How business decision-makers can stimulate visionary thinking: Studying scenarios to navigate a volatile future

Scenarios have the power to anticipate potential systemic transformations, enable the necessary strategic dialogue between key stakeholders, to analyse change and as a consequence unlock novel and visionary approaches. According to the OECDThe goal in using scenarios is to reveal the dynamics of change and use these insights to reach sustainable solutions to the challenges at hand. Scenarios help stakeholders break through communication barriers and see how current and alternative development paths might affect the future. The ability to illuminate issues and break impasses makes them extremely effective in opening new horizons, strengthening leadership, and enabling strategic decisions.

In the context of the World Economic Forum’s Shaping the Future of Construction initiative, we were able to develop scenarios of how the global social and economic context could look like in the future and then determine the implications on the infrastructure and construction industry drawing the strategic implications for the sector’s key stakeholders.

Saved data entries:

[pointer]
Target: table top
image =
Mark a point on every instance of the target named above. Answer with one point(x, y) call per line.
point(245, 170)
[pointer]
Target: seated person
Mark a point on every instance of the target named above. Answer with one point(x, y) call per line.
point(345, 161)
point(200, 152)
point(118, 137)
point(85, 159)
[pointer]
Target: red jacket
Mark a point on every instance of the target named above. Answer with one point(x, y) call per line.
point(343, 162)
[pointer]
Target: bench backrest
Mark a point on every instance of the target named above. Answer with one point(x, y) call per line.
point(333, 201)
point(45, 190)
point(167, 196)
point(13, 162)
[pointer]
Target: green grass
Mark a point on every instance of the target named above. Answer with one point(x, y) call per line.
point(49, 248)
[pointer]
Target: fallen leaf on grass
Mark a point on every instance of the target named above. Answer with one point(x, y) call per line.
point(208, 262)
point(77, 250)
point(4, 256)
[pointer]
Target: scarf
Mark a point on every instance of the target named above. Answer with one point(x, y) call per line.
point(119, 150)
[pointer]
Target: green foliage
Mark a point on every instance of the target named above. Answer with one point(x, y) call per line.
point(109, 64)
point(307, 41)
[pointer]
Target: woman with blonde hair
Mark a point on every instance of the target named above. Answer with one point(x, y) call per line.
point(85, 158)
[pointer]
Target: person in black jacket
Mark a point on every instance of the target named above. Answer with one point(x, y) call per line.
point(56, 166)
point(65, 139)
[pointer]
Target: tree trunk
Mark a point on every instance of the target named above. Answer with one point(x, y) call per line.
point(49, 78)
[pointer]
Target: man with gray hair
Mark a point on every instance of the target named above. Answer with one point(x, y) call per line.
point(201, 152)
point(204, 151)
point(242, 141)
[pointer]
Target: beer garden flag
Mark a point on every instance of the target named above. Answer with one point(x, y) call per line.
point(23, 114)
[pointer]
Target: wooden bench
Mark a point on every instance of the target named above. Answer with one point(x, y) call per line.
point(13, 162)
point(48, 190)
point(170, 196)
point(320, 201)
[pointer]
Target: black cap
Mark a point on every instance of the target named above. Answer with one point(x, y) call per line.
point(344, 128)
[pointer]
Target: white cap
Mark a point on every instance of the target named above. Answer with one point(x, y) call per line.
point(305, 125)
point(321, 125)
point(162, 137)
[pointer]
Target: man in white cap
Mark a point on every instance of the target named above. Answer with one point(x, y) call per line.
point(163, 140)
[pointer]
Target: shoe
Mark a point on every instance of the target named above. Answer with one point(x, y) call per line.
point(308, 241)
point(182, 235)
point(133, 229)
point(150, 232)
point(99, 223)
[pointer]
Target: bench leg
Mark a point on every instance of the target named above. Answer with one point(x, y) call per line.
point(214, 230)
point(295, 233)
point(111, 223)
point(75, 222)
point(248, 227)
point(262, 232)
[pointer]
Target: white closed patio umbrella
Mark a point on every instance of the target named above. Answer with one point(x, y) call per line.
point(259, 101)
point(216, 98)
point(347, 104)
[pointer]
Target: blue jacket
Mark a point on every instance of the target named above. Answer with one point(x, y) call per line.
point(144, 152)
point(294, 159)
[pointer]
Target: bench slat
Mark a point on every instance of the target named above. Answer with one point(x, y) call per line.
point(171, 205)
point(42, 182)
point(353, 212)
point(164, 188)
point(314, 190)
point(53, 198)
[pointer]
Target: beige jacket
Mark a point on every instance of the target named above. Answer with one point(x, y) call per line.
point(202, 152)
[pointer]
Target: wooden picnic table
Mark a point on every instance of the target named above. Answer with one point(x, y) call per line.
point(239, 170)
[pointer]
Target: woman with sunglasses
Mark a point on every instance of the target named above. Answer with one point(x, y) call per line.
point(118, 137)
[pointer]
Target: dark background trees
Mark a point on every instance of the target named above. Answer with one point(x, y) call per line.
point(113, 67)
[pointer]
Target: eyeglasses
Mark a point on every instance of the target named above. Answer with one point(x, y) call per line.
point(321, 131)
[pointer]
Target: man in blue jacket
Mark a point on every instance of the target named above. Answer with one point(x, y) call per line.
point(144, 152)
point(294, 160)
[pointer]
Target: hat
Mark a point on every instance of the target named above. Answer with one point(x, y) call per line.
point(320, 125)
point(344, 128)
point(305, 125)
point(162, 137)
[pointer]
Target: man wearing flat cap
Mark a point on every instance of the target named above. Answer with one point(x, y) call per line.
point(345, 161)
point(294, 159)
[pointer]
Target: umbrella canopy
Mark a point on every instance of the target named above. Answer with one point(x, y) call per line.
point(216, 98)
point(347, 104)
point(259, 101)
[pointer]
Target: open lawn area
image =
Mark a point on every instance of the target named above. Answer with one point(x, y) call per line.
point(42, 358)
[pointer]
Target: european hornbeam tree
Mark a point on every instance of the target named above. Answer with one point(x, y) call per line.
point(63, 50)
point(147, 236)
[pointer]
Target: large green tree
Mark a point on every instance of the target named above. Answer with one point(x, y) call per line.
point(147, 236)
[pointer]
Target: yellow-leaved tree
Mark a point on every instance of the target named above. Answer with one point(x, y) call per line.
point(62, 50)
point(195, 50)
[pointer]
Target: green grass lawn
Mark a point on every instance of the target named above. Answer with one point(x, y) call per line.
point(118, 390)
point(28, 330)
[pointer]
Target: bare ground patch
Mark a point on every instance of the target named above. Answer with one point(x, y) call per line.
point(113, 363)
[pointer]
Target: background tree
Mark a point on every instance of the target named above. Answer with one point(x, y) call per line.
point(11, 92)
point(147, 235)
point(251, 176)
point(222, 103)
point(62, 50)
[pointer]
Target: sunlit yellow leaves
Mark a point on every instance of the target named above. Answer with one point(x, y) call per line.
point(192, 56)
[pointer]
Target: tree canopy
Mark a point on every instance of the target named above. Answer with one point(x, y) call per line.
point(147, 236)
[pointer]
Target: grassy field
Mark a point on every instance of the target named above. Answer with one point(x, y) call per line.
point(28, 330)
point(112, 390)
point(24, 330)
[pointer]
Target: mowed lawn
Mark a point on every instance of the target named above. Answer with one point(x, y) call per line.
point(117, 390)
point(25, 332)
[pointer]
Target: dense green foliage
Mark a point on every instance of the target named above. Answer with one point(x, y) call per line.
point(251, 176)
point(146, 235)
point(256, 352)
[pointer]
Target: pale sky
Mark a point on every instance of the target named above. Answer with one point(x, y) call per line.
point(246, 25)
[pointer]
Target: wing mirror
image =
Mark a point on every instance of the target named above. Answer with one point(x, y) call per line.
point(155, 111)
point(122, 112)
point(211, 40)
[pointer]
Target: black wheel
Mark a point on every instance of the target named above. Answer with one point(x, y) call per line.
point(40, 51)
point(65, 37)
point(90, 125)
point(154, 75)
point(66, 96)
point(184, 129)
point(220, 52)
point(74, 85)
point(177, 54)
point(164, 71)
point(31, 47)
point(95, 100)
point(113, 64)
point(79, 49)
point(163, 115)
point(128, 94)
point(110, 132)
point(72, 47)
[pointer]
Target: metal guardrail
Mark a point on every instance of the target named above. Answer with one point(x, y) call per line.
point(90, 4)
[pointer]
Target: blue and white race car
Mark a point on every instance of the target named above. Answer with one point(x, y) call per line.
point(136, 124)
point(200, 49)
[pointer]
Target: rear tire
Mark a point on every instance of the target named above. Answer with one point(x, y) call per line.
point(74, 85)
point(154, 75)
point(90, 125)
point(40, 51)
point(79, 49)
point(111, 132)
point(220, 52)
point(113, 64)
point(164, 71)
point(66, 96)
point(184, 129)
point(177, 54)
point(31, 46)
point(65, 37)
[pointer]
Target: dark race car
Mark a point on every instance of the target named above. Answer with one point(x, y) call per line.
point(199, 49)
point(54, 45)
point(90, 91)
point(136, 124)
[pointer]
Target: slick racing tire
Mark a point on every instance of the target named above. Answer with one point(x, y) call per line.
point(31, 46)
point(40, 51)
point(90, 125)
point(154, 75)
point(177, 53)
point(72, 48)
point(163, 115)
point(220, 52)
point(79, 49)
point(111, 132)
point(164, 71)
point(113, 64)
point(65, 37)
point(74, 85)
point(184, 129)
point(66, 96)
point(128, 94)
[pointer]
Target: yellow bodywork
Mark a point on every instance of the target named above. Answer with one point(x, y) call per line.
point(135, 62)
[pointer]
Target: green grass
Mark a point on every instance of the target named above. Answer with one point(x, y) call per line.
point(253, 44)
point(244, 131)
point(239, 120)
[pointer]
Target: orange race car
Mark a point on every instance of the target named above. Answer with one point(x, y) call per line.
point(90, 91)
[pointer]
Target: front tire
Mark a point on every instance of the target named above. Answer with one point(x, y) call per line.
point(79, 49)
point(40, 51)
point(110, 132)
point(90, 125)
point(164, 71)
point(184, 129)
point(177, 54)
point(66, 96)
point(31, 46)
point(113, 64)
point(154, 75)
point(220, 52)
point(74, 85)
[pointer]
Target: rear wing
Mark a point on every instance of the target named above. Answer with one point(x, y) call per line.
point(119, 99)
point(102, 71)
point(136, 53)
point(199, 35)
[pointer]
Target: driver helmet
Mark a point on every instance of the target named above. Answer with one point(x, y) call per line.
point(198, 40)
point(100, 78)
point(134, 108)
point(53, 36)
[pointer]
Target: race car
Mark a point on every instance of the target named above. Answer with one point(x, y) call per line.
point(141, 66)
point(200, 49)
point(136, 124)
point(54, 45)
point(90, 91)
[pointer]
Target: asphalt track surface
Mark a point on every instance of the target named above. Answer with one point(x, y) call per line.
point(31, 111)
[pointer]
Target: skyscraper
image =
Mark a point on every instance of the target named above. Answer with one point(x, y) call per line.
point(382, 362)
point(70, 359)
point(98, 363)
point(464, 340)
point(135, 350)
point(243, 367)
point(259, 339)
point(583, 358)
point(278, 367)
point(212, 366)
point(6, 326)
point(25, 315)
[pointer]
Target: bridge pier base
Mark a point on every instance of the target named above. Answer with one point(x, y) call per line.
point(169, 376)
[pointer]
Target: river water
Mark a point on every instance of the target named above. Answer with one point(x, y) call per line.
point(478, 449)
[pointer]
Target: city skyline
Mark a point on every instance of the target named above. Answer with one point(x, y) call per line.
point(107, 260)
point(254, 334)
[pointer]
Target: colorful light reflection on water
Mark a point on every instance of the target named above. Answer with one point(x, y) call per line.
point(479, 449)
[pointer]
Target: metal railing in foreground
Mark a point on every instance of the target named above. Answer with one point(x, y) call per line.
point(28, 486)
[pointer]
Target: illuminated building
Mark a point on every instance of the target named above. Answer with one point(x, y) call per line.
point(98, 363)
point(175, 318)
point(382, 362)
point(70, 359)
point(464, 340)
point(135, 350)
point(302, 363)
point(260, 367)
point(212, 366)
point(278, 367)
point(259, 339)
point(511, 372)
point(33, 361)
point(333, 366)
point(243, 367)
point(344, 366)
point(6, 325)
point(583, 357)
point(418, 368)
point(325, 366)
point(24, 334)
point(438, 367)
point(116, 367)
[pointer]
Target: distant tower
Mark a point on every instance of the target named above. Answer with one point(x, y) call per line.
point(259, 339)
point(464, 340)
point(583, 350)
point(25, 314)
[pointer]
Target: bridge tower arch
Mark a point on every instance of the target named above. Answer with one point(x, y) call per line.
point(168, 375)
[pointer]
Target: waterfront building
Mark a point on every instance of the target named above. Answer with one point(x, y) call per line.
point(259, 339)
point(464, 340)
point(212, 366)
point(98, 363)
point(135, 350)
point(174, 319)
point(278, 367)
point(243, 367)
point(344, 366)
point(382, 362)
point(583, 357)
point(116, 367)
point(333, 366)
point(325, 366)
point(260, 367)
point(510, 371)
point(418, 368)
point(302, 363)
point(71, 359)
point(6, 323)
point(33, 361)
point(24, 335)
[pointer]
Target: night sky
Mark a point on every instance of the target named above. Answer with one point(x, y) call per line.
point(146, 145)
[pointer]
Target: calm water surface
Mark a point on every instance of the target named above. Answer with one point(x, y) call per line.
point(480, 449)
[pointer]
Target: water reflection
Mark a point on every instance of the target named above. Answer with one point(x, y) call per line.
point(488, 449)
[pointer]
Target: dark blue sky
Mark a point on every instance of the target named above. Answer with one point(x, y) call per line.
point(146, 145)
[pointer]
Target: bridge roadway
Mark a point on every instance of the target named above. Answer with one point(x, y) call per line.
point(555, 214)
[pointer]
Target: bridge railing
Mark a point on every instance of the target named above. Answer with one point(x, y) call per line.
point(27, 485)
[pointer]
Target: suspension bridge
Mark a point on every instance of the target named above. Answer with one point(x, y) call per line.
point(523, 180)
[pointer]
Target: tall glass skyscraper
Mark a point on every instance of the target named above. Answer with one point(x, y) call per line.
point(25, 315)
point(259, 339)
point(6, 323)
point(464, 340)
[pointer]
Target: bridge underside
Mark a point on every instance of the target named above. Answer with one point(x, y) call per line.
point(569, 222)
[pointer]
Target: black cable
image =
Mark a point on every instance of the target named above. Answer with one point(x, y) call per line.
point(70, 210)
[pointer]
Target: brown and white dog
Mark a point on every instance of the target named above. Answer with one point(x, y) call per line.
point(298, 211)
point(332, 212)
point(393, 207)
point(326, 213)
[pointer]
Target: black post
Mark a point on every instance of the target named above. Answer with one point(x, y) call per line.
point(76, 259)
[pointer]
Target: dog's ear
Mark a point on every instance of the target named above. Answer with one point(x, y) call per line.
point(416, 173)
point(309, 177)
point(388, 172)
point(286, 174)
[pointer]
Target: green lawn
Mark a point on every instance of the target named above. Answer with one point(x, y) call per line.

### List of tasks
1. Which World Economic Forum initiative does the passage on scenarios name?
2. Write out the passage on scenarios from "In the context" to "sector’s key stakeholders.", replacing "initiative" with "program".

### Problem solutions
1. Shaping the Future of Construction

2.
In the context of the World Economic Forum’s Shaping the Future of Construction program, we were able to develop scenarios of how the global social and economic context could look like in the future and then determine the implications on the infrastructure and construction industry drawing the strategic implications for the sector’s key stakeholders.